● **EXERCISE AIM**: Return every line of the records below that contains the word "stone", treating uppercase and lowercase as different.

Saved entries

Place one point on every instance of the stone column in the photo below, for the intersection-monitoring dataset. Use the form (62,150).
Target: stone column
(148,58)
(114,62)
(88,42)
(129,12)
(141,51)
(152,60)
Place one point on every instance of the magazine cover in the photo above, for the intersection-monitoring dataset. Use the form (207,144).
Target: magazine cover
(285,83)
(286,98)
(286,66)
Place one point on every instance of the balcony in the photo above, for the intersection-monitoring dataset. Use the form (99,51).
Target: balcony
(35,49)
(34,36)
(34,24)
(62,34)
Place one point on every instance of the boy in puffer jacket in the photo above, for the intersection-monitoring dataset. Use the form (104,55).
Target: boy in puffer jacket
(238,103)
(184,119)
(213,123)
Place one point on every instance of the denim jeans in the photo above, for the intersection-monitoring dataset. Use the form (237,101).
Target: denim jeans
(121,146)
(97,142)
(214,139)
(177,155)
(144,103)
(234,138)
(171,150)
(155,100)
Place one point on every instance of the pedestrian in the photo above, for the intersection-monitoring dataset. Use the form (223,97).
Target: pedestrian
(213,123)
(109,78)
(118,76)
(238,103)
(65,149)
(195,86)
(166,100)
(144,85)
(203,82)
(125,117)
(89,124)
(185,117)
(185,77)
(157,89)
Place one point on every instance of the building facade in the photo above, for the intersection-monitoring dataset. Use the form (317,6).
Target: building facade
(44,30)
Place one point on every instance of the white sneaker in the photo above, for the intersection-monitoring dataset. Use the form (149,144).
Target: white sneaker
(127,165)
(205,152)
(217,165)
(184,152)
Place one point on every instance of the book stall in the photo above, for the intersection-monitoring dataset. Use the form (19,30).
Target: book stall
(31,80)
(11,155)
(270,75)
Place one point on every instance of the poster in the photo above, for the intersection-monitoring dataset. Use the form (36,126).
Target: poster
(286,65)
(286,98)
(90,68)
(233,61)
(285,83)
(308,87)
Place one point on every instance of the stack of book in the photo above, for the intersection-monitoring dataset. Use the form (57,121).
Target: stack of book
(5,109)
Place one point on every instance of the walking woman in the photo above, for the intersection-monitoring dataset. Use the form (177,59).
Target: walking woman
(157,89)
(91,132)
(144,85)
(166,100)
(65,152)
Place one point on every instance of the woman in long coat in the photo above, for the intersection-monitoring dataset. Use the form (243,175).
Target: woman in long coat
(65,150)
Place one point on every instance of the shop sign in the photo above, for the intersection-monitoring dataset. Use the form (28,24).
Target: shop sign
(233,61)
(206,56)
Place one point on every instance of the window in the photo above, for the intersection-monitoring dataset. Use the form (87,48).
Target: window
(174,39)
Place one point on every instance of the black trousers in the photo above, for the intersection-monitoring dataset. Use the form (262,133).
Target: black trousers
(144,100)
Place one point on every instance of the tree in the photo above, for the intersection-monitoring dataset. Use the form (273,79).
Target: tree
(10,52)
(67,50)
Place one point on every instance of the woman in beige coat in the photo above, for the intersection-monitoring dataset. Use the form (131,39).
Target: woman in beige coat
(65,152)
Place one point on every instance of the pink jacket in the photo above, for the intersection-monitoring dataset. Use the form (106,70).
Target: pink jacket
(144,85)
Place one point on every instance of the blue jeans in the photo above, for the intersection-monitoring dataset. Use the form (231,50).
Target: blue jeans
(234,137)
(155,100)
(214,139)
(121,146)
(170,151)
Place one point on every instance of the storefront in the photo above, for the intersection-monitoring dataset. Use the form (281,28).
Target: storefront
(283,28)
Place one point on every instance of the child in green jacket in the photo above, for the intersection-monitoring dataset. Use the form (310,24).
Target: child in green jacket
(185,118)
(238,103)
...
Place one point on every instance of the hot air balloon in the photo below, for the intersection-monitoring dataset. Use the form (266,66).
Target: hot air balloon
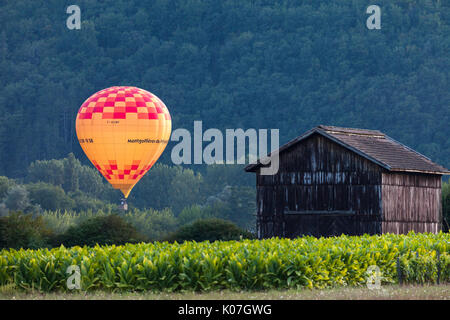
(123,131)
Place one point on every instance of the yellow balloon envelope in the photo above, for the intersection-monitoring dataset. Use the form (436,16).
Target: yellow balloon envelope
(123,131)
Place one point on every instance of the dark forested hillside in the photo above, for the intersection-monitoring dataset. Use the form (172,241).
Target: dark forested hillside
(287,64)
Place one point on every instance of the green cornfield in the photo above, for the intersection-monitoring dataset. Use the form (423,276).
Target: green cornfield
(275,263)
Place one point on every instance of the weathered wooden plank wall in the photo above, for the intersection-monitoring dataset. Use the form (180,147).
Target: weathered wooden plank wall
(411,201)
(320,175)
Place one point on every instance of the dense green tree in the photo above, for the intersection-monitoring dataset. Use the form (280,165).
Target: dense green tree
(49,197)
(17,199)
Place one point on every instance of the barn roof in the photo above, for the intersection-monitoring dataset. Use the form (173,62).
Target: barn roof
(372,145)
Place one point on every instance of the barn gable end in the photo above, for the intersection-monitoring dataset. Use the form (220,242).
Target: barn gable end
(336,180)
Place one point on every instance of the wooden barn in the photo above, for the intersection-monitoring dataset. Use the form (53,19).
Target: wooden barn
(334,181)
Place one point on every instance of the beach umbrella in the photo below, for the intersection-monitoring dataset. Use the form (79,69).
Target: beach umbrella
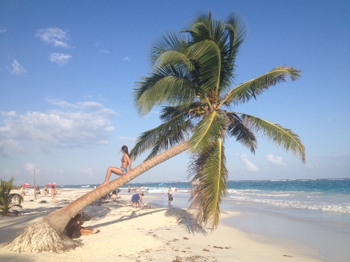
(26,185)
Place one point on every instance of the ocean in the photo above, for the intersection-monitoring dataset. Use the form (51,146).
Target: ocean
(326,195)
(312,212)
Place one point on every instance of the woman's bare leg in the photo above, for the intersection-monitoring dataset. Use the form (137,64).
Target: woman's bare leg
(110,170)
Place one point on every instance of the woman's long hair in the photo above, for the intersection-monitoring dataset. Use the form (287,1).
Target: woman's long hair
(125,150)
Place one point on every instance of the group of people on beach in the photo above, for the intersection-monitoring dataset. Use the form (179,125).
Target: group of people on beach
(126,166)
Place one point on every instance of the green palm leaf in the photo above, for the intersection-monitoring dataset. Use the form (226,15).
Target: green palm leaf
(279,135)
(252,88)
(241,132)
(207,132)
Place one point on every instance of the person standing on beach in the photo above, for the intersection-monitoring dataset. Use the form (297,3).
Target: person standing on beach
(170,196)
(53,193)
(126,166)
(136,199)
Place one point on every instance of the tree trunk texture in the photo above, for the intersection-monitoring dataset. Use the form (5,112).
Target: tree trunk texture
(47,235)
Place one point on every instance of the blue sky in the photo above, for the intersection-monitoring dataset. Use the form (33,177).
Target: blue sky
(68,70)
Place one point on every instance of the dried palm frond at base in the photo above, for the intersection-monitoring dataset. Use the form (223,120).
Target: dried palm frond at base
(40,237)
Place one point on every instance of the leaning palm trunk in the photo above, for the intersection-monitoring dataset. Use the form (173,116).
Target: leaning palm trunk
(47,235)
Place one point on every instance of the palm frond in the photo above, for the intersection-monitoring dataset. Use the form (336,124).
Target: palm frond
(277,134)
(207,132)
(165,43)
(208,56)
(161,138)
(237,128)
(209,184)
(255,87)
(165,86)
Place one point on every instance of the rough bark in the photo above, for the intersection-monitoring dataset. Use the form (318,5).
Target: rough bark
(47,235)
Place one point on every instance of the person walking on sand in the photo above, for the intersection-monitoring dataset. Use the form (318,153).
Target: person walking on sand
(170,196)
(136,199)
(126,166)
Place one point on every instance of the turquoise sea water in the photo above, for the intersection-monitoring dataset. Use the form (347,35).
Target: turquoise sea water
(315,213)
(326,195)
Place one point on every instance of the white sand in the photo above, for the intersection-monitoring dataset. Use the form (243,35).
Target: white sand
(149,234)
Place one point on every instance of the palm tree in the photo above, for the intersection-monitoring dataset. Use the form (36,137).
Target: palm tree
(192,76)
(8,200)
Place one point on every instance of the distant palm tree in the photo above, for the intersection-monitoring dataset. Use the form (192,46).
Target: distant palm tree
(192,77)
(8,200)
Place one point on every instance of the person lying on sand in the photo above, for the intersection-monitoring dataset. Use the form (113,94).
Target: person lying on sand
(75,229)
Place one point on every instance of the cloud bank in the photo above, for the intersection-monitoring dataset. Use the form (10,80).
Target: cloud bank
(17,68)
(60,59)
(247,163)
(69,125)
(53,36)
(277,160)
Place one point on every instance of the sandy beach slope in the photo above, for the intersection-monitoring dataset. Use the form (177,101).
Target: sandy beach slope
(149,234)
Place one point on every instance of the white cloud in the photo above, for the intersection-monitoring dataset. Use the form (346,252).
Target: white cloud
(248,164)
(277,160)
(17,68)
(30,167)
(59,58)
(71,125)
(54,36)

● **COMPLETE OUTPUT**:
Place one point on every instance of the stone column in the photo below, for the intersection-monitoring dataset. Use the form (62,150).
Target: stone column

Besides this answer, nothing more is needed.